Exercise details: Reproduce the stretch of material from the line containing "of the window" through the line containing "of the building", swapping "this unit" for "this lesson" and leaving everything else as it stands. Return only those lines.

Records for this task:
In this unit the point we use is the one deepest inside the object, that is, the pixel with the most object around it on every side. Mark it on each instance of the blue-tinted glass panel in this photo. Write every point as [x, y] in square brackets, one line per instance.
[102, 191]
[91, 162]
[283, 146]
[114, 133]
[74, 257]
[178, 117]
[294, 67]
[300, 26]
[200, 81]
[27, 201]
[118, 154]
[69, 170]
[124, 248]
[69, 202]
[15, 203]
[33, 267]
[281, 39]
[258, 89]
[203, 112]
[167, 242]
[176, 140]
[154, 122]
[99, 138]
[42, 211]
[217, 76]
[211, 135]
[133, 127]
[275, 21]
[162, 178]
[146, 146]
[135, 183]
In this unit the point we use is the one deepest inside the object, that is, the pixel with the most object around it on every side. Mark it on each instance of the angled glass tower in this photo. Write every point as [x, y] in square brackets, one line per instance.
* * *
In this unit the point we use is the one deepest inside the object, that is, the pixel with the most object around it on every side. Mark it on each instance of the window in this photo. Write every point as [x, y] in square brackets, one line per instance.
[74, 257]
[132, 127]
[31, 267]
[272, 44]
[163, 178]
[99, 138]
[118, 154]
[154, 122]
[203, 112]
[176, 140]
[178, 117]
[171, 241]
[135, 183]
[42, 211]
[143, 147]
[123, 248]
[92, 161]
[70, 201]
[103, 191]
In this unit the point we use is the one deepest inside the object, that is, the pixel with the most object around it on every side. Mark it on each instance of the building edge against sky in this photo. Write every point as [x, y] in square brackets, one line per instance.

Solution below:
In this lesson the point we use is the one deepest inside the object, that is, the pixel with the most object around it on every side. Mark it on each instance of the window in this photo. Write every point as [x, y] in square brackets, one line per instance.
[74, 257]
[132, 127]
[31, 267]
[272, 44]
[163, 178]
[99, 138]
[118, 154]
[154, 122]
[203, 112]
[176, 140]
[178, 117]
[171, 241]
[135, 183]
[42, 211]
[143, 147]
[123, 248]
[92, 161]
[70, 201]
[103, 191]
In this lesson the point we use is the one deepest inside the object, that is, the pixel with the most object around it on every side. Mark it on each instance of the building edge against sky in this photo. Write every point as [x, y] in square brackets, one line per instance.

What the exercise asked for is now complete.